◆ Data
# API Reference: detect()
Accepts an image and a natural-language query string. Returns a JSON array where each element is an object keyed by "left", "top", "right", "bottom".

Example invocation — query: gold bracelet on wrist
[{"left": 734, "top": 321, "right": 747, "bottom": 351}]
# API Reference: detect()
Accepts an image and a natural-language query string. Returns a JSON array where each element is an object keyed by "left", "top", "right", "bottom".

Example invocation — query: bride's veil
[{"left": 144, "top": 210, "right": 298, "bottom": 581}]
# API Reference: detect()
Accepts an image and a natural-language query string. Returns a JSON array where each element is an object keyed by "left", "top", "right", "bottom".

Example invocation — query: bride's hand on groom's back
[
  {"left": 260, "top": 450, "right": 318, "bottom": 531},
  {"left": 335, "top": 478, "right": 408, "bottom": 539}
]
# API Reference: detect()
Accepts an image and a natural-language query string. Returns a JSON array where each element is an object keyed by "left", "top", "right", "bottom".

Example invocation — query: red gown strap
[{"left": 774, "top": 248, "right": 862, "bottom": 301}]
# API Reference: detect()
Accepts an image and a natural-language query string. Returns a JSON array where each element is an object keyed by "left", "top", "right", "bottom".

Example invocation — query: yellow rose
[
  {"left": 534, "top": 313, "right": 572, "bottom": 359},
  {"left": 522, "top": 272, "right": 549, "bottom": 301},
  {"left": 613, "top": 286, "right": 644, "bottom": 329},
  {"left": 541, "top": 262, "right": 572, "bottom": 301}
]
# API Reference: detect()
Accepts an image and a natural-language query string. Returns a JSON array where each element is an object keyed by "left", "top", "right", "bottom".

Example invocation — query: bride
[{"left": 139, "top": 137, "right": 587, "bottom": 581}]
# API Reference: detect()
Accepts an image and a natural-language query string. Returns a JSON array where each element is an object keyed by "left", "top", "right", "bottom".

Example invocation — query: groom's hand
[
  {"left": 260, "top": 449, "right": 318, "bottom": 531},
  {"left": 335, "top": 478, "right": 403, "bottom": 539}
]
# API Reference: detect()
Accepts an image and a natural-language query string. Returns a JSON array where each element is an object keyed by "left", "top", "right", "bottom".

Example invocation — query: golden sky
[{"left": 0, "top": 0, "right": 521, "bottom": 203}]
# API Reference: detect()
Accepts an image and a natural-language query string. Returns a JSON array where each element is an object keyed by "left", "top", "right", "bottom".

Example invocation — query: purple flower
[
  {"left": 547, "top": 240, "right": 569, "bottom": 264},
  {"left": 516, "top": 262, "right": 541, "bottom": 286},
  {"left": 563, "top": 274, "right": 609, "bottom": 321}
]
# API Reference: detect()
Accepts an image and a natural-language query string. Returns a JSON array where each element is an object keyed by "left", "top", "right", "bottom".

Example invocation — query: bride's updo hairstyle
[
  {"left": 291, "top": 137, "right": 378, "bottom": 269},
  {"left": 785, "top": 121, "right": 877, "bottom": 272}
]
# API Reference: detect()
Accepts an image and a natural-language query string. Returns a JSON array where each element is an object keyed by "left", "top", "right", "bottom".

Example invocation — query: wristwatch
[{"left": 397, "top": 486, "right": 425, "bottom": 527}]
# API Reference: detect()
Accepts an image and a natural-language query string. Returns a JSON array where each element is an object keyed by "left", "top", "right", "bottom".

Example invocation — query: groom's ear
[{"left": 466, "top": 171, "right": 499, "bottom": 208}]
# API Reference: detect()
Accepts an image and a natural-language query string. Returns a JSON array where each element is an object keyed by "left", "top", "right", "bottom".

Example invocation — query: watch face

◆ Directions for this task
Pull out every line of the listing that contains the string "bride", matching case exactly.

◆ Response to the task
Example invocation — query: bride's veil
Example invocation — query: bride's hand on groom's back
Example invocation — query: bride
Example invocation — query: bride's updo hairstyle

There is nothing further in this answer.